SELECTED PASSAGE:
Perhaps it’s that the founder of Oracle Corporation, and the world’s fourteenth richest man, hired an ordained Zen priest to design the 23-acre (9.3 hectare) plot – a process that ended up taking almost a decade. Or perhaps it’s that the property ended up featuring a 2.3 acre manmade lake filled with drinkable water, 2,000 tonnes of imported Chinese granite, a waterfall with a built-in fog machine and an on/off switch, several miles of underground tunnels for domestic staff, a 30-tonne boulder in the master bedroom shower, and a replica 16th-century bridge that was built by craftsmen in China, disassembled, then shipped to California.
Imagine, then, how upset Mr Ellison’s critics became this week when they found out that the 63-year-old entrepreneur had managed to negotiate a 60 per cent tax break on his property, known as Larryland to readers of his local newspaper, The Almanac News.
As a result, his local assessor’s office is sending him a cheque for $3 million.
Under normal circumstances, of course, no one would raise an eyebrow at the prospect of a 25-times-billionaire getting a cushy tax deal. But property tax revenues go to local government, not the Internal Revenue Service. This means that Mr Ellison’s local school district in Portola Valley, California, will lose the equivalent of three teachers as a direct result of the refund – in a year when it is already facing a $1 million budget shortfall and an increase in enrolment from 714 pupils to 750.
Other school districts near Mr Ellison’s property will also lose funding. “He went through a process that was laid out by the law,” said Susan George, town manager of Woodside – the location of Larryland – in an interview this week with the San Francisco Chronicle. “It shouldn’t make a difference how much money he has if the process was fair.”

DATA PROVIDED:
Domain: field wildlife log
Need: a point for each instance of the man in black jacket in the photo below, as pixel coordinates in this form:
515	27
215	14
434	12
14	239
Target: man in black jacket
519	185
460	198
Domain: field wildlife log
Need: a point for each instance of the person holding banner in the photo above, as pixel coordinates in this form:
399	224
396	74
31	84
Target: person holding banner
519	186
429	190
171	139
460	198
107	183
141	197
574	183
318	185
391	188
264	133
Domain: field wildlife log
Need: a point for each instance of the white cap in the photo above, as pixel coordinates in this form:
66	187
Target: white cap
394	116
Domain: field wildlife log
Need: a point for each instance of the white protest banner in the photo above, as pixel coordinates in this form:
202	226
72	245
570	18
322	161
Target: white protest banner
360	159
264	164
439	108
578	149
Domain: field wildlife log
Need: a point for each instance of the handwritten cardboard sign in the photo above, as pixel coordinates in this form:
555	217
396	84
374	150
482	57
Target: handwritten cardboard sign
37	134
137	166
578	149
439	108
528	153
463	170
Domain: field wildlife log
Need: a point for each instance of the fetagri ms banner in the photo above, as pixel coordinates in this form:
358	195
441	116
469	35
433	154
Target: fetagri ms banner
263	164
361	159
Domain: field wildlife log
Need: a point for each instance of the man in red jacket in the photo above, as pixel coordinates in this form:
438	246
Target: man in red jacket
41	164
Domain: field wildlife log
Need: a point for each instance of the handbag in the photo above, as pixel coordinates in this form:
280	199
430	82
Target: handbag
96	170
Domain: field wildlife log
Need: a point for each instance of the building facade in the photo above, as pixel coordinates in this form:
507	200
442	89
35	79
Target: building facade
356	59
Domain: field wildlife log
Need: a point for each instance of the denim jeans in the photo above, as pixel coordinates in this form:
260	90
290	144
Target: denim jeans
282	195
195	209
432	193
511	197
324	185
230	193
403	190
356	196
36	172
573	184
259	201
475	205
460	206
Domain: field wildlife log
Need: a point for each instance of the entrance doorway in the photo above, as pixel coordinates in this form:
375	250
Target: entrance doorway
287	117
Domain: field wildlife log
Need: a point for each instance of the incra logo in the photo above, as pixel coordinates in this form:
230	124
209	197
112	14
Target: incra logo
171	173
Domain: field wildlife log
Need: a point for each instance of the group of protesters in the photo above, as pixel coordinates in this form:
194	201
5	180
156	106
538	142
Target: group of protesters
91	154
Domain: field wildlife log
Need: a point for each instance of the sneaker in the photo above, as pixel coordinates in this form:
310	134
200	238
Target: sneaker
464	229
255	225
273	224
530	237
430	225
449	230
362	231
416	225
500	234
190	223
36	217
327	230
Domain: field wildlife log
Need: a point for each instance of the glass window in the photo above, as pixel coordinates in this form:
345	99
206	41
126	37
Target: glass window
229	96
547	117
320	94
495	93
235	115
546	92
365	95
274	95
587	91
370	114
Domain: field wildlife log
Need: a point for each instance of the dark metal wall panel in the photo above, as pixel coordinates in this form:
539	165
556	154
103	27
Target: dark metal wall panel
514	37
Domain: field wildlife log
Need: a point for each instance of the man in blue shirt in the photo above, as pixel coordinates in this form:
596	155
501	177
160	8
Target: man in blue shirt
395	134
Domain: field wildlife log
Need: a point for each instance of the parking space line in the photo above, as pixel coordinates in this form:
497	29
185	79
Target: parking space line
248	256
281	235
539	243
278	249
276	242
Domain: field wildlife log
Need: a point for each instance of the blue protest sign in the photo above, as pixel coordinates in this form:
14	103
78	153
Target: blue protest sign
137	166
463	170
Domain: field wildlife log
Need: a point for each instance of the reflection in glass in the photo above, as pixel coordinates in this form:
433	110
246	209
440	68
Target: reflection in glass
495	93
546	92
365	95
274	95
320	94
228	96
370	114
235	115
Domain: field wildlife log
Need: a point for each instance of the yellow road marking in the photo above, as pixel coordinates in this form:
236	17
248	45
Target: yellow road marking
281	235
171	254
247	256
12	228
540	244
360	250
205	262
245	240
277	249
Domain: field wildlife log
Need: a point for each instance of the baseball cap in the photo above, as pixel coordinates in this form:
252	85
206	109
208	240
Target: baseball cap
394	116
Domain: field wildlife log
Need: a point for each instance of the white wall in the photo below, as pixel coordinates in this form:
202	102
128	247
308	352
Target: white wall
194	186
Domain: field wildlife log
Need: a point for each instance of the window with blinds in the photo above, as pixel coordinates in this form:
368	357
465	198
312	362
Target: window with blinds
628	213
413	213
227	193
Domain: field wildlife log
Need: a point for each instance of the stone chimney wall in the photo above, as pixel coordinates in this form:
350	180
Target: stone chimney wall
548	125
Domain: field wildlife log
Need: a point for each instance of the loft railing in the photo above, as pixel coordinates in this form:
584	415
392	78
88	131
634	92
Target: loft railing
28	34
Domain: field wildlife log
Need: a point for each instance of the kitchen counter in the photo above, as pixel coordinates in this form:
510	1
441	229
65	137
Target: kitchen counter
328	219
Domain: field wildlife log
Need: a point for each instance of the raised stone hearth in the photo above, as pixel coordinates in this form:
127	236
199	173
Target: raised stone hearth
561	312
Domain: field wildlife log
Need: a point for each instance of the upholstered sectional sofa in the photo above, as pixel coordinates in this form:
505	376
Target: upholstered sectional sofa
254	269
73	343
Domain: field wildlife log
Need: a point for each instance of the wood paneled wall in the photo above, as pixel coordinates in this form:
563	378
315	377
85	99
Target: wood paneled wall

EXERCISE DESCRIPTION: Could you rewrite the passage on Mr Ellison's property tax refund, starting at the words "Imagine, then, how" and ending after "The Almanac News.", with "tax break" changed to "tax reduction"?

WRITTEN REPLY:
Imagine, then, how upset Mr Ellison’s critics became this week when they found out that the 63-year-old entrepreneur had managed to negotiate a 60 per cent tax reduction on his property, known as Larryland to readers of his local newspaper, The Almanac News.